Published by The Adventure Company
Developed by Kheops
Release Date: 25th November 2005 (UK)
Price: £19.99

Journey to the Moon, an introduction.

Journey to the Moon is the second adventure released by Kheops to be inspired by the writing of Jules Verne. Verne's novels are full of adventure in bizarre and futuristic settings and Kheops have taken these core qualities from Verne and gone one step further in this latest game. Whereas Verne's character, Michel Ardan, only orbited the moon, Kheops decided not only to land on the moon but to uncover a sentient race of lunar inhabitants, the Selenites.

What's the game about?

It's a traditional point 'n' click adventure that follows a group of scientists who have created a bullet like space capsule with the intent of landing on the moon's surface. You play as Jules Verne's hero Michel Ardan, an eccentric and intrepid French scientist who blacks out during take off and awakes to an extraordinary state of affairs. The rest of the game is based on you not only discovering a variety of lunar creatures, but also communicating with them and enlisting their help in order to return to Earth.

What's good about the game?

• [EXERCISE TASK]:
From the game review above, list every product detail given in the lines before the introduction heading, each with its label. The records that come next have no connection to the game review.

• [DATA ENTRIES]:
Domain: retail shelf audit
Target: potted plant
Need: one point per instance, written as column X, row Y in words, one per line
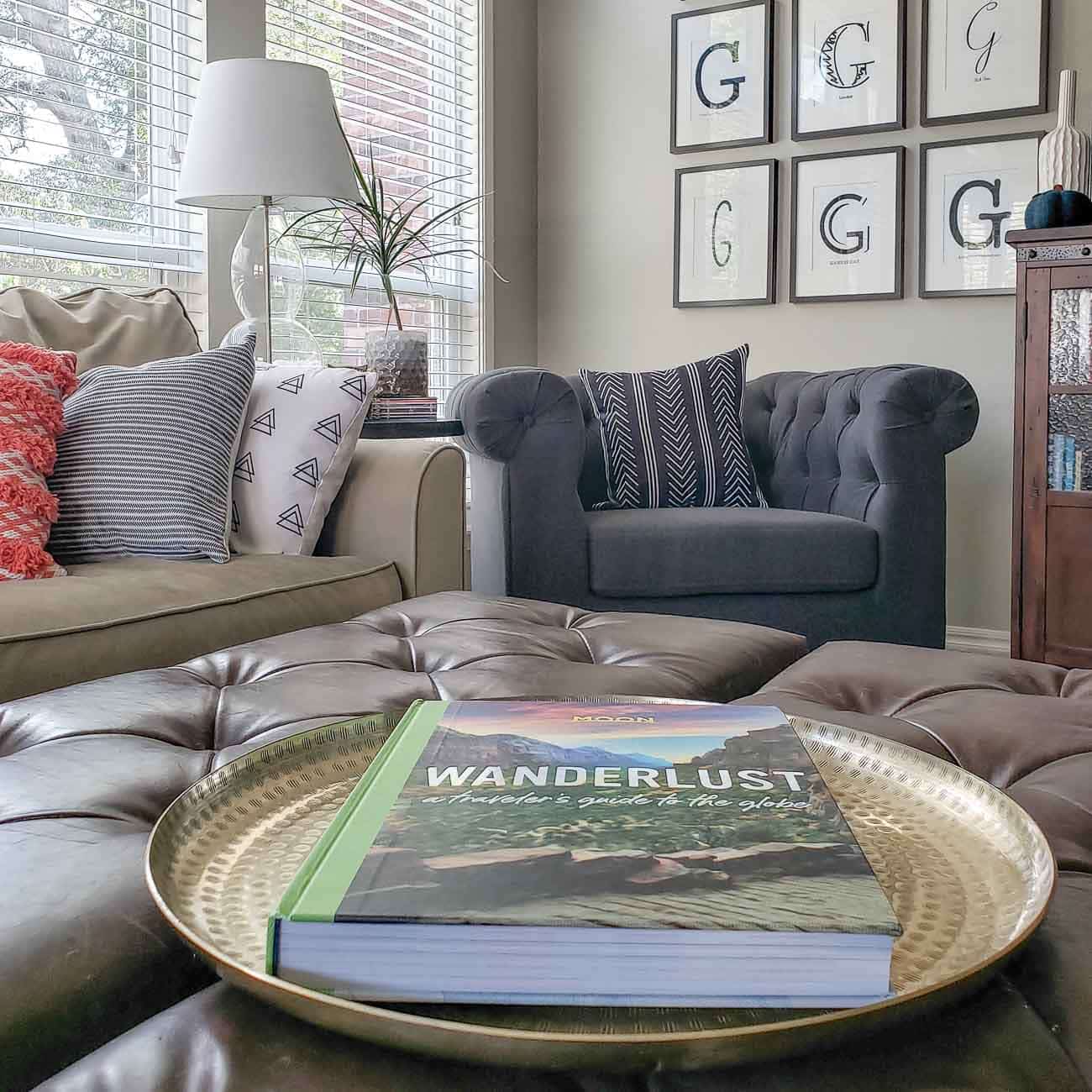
column 388, row 235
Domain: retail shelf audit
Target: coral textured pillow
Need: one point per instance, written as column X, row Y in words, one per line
column 33, row 382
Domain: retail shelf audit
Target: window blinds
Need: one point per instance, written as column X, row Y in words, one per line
column 95, row 101
column 405, row 76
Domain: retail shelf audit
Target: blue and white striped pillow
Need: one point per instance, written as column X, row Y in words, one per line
column 675, row 438
column 144, row 465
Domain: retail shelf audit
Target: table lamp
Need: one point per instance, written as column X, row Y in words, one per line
column 265, row 130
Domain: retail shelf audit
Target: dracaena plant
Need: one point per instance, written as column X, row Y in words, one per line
column 385, row 233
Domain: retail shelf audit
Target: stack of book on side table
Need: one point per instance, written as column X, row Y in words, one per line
column 569, row 853
column 400, row 407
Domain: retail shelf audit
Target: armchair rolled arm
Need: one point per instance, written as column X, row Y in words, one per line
column 524, row 435
column 403, row 501
column 870, row 444
column 822, row 439
column 913, row 407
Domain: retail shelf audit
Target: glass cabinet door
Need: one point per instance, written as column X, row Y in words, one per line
column 1070, row 335
column 1069, row 414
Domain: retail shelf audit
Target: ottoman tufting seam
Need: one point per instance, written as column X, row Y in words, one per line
column 508, row 655
column 284, row 669
column 34, row 817
column 580, row 633
column 935, row 738
column 104, row 734
column 1054, row 761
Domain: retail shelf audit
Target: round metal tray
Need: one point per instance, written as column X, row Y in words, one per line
column 968, row 872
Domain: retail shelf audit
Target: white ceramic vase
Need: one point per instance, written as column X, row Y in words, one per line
column 1065, row 155
column 400, row 359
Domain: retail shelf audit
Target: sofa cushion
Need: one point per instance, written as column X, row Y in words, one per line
column 33, row 382
column 101, row 326
column 134, row 612
column 725, row 550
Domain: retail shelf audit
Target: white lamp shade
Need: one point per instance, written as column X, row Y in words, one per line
column 265, row 129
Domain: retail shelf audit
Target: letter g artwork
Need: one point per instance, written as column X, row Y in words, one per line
column 734, row 82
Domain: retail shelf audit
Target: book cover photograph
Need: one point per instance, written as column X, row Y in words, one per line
column 651, row 816
column 589, row 853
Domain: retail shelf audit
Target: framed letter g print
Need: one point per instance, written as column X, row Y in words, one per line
column 722, row 76
column 973, row 192
column 848, row 226
column 725, row 234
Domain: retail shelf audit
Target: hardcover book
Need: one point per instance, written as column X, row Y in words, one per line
column 577, row 853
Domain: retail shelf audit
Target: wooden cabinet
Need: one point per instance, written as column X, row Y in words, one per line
column 1052, row 533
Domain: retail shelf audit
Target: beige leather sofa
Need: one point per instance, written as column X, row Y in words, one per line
column 396, row 531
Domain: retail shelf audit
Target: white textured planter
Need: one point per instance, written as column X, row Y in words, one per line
column 400, row 357
column 1065, row 155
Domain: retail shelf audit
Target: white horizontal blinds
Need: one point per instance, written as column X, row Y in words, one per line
column 405, row 76
column 95, row 102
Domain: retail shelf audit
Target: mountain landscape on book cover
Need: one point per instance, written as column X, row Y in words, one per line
column 640, row 816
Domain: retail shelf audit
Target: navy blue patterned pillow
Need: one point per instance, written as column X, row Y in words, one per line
column 675, row 438
column 144, row 465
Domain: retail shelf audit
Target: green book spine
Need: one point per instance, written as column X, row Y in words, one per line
column 323, row 880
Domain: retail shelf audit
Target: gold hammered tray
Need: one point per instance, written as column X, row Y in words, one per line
column 968, row 872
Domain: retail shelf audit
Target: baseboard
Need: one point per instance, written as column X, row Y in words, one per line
column 987, row 643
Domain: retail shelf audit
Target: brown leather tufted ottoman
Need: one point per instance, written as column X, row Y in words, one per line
column 80, row 938
column 86, row 771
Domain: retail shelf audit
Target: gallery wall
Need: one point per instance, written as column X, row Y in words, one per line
column 605, row 251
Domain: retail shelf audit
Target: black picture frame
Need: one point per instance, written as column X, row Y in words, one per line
column 900, row 239
column 900, row 121
column 972, row 116
column 923, row 214
column 767, row 137
column 771, row 279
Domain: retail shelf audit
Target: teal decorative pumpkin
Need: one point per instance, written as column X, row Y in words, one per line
column 1058, row 207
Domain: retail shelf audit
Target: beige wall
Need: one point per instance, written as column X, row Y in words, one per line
column 605, row 252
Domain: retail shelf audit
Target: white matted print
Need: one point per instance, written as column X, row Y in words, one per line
column 983, row 59
column 850, row 66
column 725, row 235
column 973, row 192
column 848, row 226
column 722, row 76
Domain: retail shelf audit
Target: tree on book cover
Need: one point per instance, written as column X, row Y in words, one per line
column 659, row 816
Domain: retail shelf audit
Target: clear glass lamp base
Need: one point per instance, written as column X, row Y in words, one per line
column 293, row 343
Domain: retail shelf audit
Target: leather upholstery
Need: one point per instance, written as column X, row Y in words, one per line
column 396, row 530
column 101, row 326
column 132, row 612
column 86, row 771
column 403, row 501
column 867, row 444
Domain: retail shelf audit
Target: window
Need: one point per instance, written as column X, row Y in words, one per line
column 95, row 97
column 405, row 77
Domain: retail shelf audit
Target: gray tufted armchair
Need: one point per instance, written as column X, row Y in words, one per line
column 852, row 546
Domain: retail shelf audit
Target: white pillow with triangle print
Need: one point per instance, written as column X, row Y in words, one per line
column 302, row 426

• [TASK OUTPUT]:
- Published by: The Adventure Company
- Developed by: Kheops
- Release Date: 25th November 2005 (UK)
- Price: £19.99